Aim of the exercise: Which lines in the recorded data below contain the string "shoe"? Find and copy each of them.

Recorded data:
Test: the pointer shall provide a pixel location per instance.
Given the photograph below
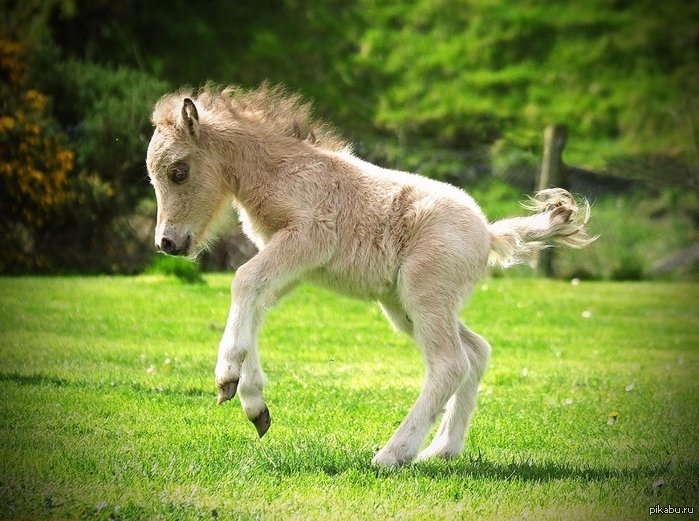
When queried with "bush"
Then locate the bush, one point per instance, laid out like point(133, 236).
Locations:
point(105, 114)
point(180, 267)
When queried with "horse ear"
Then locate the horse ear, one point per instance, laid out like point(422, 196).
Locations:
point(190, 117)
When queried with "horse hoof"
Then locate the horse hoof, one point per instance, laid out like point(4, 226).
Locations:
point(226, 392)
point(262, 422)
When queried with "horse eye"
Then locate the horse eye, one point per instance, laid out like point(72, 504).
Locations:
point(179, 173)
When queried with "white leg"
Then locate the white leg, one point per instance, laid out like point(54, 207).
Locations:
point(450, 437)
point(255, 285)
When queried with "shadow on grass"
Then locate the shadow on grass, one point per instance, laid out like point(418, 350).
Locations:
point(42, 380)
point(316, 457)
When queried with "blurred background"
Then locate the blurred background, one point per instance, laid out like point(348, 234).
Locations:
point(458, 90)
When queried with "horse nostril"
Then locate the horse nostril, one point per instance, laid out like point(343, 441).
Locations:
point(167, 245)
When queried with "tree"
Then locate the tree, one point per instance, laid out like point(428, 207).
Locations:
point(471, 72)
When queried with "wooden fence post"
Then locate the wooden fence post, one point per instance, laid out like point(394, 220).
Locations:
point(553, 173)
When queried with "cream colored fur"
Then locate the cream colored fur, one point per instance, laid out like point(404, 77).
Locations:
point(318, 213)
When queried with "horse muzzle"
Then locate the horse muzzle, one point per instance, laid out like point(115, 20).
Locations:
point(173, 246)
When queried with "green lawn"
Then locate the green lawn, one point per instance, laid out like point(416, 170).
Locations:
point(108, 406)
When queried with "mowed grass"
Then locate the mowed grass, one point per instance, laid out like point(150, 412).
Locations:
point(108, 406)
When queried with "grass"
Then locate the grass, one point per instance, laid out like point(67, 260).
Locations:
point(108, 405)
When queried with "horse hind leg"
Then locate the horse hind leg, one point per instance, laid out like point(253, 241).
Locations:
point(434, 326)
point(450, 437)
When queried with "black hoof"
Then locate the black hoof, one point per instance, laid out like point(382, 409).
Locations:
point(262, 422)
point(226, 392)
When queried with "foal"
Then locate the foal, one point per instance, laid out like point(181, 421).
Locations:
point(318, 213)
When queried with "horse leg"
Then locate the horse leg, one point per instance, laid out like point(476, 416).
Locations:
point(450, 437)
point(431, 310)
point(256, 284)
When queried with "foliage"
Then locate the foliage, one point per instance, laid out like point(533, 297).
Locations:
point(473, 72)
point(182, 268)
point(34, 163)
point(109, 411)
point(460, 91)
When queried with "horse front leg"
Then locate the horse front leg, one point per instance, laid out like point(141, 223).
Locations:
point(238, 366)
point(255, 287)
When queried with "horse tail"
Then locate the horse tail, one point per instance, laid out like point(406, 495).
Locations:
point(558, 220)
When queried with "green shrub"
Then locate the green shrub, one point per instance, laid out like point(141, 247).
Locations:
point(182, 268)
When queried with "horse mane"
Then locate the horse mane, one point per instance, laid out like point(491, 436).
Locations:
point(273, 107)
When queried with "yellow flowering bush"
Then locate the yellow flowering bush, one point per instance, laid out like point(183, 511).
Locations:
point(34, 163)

* * *

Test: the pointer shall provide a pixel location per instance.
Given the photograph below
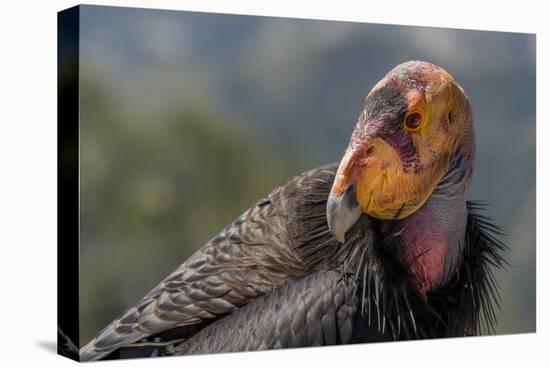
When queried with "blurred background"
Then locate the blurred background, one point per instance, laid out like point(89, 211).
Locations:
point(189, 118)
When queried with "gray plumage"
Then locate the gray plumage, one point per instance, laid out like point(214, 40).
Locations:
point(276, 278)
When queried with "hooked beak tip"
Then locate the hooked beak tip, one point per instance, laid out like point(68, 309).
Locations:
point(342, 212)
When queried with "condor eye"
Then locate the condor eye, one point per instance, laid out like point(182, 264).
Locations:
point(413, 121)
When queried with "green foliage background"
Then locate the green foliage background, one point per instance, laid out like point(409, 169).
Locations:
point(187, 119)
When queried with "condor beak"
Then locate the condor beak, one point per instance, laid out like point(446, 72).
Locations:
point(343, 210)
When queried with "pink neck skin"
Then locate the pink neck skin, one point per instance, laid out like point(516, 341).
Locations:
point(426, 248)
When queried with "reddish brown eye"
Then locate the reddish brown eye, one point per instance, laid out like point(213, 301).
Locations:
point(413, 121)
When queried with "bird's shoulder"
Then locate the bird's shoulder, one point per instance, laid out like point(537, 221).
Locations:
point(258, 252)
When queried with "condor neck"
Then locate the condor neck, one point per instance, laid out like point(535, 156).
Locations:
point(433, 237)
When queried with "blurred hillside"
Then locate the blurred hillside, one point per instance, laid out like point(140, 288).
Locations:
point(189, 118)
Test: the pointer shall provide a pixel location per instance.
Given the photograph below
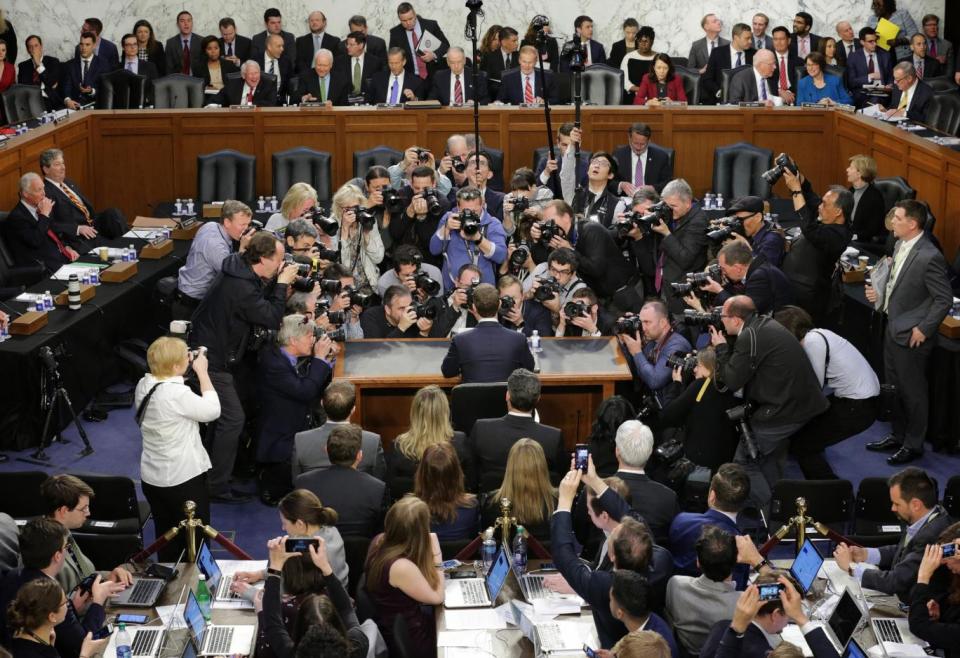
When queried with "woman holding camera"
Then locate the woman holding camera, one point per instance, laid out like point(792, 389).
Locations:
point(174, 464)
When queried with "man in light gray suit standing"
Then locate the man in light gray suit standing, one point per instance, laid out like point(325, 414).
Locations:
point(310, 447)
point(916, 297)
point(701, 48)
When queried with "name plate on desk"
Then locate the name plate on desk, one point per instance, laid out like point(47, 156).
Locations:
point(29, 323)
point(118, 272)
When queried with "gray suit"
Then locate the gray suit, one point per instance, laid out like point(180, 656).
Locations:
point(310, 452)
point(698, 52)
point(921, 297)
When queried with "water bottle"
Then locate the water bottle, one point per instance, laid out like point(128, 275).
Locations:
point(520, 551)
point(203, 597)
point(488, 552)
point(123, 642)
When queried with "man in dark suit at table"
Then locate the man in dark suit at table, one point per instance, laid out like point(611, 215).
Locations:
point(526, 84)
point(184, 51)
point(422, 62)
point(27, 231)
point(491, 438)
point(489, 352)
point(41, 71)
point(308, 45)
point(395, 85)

* * *

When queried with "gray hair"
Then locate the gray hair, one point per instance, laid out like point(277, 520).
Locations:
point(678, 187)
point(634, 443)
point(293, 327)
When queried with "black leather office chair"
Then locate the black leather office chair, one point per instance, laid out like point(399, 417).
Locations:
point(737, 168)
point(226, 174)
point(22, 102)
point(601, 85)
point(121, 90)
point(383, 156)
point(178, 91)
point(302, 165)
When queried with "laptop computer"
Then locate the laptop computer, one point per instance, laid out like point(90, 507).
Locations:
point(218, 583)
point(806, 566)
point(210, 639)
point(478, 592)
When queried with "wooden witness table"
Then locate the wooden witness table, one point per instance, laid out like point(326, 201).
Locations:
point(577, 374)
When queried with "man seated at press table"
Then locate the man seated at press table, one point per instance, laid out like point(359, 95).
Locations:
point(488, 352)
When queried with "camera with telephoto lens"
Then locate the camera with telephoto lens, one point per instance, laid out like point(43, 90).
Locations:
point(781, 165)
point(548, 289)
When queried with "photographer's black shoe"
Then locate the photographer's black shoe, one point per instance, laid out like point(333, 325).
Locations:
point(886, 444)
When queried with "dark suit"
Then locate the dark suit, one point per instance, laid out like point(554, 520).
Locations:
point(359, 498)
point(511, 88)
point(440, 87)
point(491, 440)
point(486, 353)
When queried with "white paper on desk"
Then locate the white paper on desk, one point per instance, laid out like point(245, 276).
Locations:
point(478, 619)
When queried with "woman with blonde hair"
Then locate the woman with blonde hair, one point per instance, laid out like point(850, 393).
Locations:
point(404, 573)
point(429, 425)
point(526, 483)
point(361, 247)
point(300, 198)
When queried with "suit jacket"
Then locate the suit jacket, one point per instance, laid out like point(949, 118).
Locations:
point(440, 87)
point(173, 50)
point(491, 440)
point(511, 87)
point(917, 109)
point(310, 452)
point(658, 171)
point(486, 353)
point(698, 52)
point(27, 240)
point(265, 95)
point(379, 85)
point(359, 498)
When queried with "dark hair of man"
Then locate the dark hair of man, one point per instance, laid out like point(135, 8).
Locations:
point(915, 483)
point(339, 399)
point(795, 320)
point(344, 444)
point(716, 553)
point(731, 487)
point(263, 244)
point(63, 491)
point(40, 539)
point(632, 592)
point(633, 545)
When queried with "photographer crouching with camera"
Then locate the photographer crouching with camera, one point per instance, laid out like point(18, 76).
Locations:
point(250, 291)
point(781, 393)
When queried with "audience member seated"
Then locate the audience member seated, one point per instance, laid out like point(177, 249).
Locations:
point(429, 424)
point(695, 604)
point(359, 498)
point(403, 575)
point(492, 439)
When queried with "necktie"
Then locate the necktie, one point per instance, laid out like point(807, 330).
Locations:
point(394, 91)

Correct answer:
When queried with "photographer's black shoe"
Then locate the photographer's black shoe, one point per instance, laid out like point(333, 325).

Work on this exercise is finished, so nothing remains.